[What needs to be done] Reproduce verbatim the stretch of the poster abstract on externalizing behaviors and neural responses in autism from "Aberrant development of" through "developing (TD) controls.".
:: Text section ::
Externalizing Behaviors in Autism Spectrum Disorder Modulate Neural Responses during a Novel Interactive Social Paradigm

Poster Presentation
Saturday, May 4, 2019: 11:30 AM-1:30 PM
Room: 710 (Palais des congres de Montreal)
M. Zhou, A. Naples, T. Winkelman, M. R. Altschuler, D. Stahl, E. Jarzabek, J. Wolf and J. McPartland, Child Study Center, Yale University School of Medicine, New Haven, CT

Aberrant development of attention is indicated in both autism spectrum disorder (ASD) and disorders associated with externalizing behavior (e.g., conduct disorder). Attention modulates electrophysiological (EEG) neural responses elicited by visual social stimuli, and atypical patterns of these neural responses are seen in individuals with both ASD and maladaptive behavior. However, there have been few investigations into the potential influence of externalizing behaviors on neural responses to social information in ASD.


To examine whether externalizing behavior modulates event-related potentials (ERPs) to social information in individuals with ASD compared to typically developing (TD) controls.
:::
:: Record extracts ::
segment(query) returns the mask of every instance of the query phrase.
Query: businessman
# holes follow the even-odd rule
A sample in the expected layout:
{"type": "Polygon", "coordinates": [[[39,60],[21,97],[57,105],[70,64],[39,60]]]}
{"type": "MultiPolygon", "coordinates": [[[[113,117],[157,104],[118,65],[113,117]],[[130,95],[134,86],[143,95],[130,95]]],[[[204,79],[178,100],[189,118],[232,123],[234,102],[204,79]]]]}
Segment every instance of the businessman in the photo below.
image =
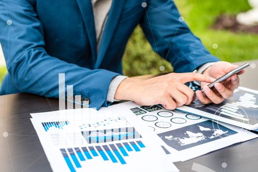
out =
{"type": "MultiPolygon", "coordinates": [[[[234,75],[206,86],[237,66],[210,55],[180,18],[171,0],[0,0],[0,43],[8,69],[0,94],[58,97],[58,73],[90,107],[119,100],[168,109],[189,104],[201,82],[203,103],[220,103],[239,86],[234,75]],[[174,73],[148,80],[122,74],[126,43],[140,24],[153,50],[174,73]],[[193,72],[197,71],[197,72],[193,72]]],[[[241,71],[238,74],[244,72],[241,71]]]]}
:::
[Written answer]
Aberrant development of attention is indicated in both autism spectrum disorder (ASD) and disorders associated with externalizing behavior (e.g., conduct disorder). Attention modulates electrophysiological (EEG) neural responses elicited by visual social stimuli, and atypical patterns of these neural responses are seen in individuals with both ASD and maladaptive behavior. However, there have been few investigations into the potential influence of externalizing behaviors on neural responses to social information in ASD.


To examine whether externalizing behavior modulates event-related potentials (ERPs) to social information in individuals with ASD compared to typically developing (TD) controls.